*TASK DATA*:
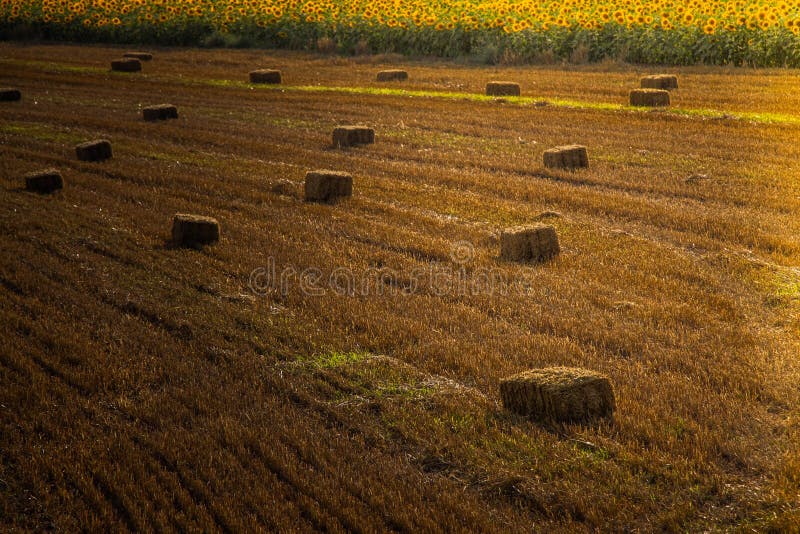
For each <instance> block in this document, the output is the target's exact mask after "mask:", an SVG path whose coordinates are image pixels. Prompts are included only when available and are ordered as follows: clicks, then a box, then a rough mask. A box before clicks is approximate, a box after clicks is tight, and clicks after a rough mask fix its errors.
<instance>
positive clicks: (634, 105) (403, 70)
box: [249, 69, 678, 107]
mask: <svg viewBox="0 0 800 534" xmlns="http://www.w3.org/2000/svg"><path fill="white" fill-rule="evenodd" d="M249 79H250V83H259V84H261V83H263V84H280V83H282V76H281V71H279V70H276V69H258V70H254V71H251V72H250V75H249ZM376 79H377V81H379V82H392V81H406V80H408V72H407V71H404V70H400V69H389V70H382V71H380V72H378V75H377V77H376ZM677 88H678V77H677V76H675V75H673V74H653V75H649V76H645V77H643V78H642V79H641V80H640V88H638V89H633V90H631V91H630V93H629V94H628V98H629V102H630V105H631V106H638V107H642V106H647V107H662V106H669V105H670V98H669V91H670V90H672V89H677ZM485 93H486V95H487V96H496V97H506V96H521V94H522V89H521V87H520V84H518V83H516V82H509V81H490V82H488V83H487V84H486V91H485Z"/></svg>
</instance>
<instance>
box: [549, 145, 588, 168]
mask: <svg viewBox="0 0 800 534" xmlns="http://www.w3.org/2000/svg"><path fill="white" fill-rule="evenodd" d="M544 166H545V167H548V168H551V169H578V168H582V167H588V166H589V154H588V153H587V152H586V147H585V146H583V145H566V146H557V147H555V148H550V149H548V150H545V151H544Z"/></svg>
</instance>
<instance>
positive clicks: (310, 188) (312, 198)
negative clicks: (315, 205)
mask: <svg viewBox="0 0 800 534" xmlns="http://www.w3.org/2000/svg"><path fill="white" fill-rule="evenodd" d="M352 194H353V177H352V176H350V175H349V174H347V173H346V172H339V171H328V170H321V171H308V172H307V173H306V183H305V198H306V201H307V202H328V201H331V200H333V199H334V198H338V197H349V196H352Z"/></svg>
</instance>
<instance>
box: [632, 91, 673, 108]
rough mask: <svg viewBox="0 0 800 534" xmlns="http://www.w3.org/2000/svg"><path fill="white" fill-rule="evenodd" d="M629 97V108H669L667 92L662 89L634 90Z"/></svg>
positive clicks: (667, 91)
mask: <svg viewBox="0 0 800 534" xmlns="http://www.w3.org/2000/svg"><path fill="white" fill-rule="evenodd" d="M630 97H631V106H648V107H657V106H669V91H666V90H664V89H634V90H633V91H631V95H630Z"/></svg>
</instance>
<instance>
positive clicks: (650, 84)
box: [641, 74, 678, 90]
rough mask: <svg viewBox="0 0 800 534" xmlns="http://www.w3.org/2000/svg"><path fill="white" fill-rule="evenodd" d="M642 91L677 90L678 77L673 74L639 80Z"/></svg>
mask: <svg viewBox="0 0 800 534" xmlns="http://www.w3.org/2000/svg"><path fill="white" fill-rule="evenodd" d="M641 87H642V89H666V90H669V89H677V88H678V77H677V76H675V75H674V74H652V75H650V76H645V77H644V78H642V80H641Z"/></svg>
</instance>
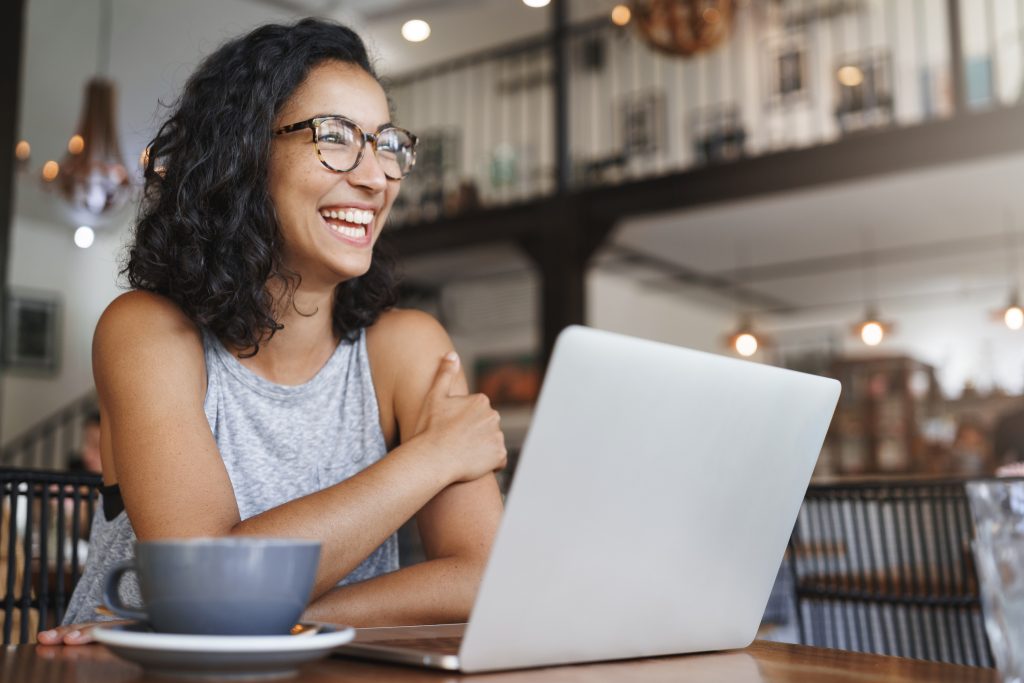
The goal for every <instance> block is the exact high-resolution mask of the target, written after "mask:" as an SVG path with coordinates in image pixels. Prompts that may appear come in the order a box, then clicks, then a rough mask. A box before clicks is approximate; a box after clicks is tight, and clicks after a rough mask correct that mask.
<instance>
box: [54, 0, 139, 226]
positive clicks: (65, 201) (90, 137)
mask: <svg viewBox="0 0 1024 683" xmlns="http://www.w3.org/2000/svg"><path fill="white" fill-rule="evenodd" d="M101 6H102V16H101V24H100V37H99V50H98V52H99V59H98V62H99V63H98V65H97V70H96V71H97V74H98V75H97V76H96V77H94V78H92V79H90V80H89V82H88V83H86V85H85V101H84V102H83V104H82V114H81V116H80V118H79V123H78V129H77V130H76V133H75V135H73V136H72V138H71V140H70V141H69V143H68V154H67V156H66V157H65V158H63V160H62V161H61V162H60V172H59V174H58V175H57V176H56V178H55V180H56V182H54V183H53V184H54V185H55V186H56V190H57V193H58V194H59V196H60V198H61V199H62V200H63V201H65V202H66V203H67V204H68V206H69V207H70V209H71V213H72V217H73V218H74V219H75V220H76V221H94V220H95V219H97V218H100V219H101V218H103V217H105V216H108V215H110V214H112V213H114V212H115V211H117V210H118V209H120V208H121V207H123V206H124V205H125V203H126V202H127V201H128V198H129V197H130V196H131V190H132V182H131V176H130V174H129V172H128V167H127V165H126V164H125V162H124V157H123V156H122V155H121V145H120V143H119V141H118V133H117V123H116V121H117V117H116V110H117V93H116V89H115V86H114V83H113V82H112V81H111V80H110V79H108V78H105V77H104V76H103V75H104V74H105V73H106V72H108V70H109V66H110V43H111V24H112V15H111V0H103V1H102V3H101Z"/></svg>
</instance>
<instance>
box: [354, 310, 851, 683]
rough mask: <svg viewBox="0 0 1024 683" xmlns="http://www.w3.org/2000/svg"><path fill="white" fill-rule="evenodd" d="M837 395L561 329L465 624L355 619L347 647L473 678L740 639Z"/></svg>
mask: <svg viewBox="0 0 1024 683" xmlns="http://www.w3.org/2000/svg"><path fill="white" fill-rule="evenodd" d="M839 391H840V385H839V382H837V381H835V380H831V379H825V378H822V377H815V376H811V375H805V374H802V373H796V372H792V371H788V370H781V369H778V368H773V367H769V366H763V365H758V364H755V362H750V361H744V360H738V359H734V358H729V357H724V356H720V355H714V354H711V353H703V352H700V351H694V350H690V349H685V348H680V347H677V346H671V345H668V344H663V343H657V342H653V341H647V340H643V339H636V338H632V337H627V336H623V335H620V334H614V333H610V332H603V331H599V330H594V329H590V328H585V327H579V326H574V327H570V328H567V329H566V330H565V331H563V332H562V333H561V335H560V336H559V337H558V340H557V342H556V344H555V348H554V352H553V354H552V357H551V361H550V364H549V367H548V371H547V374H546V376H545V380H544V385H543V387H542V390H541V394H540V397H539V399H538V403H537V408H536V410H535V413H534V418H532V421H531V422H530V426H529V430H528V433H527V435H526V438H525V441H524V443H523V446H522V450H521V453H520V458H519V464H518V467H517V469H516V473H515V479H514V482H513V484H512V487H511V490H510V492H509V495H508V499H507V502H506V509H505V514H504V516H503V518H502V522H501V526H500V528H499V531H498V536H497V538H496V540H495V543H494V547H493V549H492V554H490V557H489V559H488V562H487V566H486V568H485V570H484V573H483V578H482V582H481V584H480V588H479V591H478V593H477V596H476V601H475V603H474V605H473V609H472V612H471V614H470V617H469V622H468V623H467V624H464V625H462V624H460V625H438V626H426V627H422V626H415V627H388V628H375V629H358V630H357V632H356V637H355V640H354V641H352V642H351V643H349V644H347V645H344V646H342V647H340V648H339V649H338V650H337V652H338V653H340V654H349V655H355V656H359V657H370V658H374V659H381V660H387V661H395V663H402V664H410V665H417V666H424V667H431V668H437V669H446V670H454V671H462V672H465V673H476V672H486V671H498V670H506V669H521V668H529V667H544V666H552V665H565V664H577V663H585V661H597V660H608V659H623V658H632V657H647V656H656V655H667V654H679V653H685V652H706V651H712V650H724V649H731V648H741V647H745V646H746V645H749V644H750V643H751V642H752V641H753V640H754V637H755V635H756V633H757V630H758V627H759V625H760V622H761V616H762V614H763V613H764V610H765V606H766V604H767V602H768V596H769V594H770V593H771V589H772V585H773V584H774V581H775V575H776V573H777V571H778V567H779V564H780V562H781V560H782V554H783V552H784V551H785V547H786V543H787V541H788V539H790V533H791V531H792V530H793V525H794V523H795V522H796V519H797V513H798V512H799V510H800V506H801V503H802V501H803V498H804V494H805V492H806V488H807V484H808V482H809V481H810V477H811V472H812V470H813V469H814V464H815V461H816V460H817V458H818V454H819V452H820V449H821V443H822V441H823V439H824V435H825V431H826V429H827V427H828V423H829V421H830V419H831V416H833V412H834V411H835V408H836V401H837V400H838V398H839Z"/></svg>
* * *
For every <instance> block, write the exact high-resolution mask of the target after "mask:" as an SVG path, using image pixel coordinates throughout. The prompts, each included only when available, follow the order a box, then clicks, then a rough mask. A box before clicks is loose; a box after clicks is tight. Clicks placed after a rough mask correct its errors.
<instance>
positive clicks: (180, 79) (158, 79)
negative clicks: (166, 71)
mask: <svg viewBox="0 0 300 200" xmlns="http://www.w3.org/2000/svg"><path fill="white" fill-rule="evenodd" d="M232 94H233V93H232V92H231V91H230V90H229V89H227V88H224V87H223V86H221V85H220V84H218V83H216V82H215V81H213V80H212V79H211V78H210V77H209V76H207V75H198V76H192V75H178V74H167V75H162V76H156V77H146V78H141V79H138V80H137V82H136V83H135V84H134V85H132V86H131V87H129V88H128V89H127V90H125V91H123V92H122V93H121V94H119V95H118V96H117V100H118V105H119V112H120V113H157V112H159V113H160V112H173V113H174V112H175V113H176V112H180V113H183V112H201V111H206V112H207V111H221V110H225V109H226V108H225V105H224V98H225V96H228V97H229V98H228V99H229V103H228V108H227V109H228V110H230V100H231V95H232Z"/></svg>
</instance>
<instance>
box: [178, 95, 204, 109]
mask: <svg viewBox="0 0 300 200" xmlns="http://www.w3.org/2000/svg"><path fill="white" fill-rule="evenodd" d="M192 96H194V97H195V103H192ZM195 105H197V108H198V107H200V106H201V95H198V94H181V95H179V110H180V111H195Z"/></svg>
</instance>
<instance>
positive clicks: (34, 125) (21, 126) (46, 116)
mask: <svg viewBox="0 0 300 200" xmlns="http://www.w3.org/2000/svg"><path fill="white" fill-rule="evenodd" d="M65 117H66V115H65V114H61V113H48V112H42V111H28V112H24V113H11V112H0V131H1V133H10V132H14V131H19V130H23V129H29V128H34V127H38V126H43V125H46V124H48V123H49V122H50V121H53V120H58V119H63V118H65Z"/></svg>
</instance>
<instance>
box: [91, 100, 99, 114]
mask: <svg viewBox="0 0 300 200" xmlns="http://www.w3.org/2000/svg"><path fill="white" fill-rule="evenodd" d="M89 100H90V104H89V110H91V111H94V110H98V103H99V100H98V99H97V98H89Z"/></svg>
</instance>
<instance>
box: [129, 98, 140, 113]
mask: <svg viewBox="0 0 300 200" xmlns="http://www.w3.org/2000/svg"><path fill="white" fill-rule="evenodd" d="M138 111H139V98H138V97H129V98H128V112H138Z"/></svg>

*TASK TO COMPLETE*: From the records above, give again exactly the lines running from the line with "For every <instance> block, write" to the line with "positive clicks: (180, 79) (158, 79)", inclusive.

*COMPLETED EXERCISE*:
For every <instance> block, write the exact high-resolution mask of the target after "mask:" as an SVG path, using image pixel coordinates throughout. The prompts, each included only when available, follow the order a box, then clicks, then a rough mask. A box before clicks is loose; a box after clicks is tight. Clicks placed after a rough mask correct its errors.
<instance>
positive clicks: (180, 79) (158, 79)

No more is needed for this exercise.